### GIVEN DATA ###

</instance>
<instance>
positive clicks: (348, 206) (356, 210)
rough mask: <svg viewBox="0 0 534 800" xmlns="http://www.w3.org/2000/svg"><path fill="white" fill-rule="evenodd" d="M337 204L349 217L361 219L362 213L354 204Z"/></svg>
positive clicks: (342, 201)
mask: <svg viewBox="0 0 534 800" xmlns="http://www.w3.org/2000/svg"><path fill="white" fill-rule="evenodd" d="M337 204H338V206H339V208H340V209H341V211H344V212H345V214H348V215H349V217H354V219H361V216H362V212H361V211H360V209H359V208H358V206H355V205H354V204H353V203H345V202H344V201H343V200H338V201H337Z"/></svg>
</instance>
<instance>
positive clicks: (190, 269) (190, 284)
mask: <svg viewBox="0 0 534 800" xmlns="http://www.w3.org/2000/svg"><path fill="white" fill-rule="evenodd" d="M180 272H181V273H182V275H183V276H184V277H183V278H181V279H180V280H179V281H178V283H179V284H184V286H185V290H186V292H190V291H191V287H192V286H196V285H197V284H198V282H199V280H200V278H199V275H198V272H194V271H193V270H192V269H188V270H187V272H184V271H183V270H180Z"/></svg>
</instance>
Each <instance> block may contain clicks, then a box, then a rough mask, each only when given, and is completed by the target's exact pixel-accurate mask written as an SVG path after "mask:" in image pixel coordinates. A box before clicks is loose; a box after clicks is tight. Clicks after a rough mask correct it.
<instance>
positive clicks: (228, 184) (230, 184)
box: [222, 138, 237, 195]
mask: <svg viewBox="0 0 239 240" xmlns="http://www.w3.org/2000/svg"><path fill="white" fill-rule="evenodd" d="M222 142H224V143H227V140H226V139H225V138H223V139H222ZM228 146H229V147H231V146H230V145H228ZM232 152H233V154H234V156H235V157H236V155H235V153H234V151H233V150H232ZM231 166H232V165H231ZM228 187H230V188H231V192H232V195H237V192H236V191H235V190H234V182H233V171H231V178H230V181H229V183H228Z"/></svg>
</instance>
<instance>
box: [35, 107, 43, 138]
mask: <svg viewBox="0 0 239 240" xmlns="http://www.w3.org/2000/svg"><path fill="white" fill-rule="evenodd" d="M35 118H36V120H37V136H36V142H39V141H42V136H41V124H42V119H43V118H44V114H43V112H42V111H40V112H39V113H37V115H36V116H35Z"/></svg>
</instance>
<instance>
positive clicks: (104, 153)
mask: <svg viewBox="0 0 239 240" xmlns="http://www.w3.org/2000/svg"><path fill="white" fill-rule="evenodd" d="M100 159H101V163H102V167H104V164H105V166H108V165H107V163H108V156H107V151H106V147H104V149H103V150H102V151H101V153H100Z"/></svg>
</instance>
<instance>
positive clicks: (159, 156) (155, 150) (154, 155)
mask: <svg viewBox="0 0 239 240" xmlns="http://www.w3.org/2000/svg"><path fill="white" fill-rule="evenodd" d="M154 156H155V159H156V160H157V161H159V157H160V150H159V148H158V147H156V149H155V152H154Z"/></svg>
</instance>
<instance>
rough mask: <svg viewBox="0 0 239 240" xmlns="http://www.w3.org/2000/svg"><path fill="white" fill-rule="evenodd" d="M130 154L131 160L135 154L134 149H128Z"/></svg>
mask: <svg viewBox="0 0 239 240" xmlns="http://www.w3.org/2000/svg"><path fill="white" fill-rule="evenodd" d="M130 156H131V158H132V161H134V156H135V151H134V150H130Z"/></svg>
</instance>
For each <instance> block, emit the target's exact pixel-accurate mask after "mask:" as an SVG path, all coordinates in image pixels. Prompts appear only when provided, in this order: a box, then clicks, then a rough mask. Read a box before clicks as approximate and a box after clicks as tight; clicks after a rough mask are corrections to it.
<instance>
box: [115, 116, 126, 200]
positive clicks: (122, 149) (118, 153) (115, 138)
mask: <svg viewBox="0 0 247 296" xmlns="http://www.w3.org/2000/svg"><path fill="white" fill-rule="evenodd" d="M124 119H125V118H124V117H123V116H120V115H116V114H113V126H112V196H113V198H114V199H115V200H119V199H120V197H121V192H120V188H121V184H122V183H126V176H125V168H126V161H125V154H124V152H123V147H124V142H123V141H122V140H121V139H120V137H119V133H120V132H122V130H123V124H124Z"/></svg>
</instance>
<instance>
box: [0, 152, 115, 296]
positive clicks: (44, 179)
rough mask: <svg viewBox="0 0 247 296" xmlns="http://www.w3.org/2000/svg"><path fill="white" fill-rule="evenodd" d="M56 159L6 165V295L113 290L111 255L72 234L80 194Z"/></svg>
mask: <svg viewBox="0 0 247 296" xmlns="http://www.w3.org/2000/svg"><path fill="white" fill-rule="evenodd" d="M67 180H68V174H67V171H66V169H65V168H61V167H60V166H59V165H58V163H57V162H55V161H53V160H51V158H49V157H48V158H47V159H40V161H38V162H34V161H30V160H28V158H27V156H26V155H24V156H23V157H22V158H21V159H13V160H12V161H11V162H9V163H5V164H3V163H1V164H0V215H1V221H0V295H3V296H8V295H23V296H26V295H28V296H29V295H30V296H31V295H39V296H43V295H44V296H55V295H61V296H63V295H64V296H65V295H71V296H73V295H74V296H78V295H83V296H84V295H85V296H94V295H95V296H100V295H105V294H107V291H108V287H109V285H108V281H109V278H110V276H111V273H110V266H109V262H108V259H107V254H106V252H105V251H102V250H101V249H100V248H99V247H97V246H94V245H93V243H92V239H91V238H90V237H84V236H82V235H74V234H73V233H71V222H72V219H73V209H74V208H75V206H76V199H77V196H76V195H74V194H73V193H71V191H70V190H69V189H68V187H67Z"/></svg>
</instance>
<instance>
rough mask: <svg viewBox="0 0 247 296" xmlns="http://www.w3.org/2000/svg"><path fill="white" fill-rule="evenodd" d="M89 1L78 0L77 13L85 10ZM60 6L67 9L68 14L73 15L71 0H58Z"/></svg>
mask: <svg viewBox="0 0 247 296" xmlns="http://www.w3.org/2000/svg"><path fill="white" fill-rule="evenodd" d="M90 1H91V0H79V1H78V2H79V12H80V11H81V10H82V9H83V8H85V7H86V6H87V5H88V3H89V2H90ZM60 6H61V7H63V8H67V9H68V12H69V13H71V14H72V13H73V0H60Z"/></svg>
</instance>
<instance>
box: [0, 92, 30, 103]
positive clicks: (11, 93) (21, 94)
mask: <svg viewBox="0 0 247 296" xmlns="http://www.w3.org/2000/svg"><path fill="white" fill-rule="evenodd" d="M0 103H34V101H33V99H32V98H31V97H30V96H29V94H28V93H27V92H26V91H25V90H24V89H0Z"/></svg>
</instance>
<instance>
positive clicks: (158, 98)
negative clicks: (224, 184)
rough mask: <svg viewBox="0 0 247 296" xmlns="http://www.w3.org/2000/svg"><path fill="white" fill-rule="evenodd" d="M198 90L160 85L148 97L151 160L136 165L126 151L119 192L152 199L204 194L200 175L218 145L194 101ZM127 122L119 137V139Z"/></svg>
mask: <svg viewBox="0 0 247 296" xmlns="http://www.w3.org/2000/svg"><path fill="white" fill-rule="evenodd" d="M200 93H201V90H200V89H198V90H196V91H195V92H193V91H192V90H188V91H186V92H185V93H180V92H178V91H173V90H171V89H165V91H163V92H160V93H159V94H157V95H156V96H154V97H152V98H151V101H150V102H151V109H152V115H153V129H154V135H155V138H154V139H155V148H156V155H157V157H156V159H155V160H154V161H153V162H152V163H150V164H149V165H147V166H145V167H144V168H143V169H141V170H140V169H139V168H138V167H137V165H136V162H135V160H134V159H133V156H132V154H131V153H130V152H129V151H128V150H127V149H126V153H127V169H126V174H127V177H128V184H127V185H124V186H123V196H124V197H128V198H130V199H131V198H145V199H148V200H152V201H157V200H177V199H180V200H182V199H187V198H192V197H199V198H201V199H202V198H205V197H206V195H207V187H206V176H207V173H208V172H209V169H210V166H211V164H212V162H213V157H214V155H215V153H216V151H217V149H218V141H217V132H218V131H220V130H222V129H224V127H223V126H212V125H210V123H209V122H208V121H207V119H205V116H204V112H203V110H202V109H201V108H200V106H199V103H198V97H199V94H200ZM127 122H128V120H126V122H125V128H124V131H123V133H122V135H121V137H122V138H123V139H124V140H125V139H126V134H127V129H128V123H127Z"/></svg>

###

**EXERCISE AIM**. Collect every line of the material above that contains the word "image", and copy each of those lines in full.

**FINAL ANSWER**.
Each <instance> block may contain clicks, then a box, then a rough mask, each only when given, and is completed by the target's exact pixel-accurate mask written as an SVG path after "mask:" in image pixel coordinates. A box before clicks is loose; a box after clicks is tight. Clicks after a rough mask correct it.
For each <instance> block, emit the target's exact pixel-accurate mask after "mask:" as an SVG path, all coordinates in image pixels. Prompts appear only when provided, in this order: a box, then clicks, then a rough mask. Read a box before clicks as approximate and a box after clicks as tight; clicks after a rough mask are corrections to it.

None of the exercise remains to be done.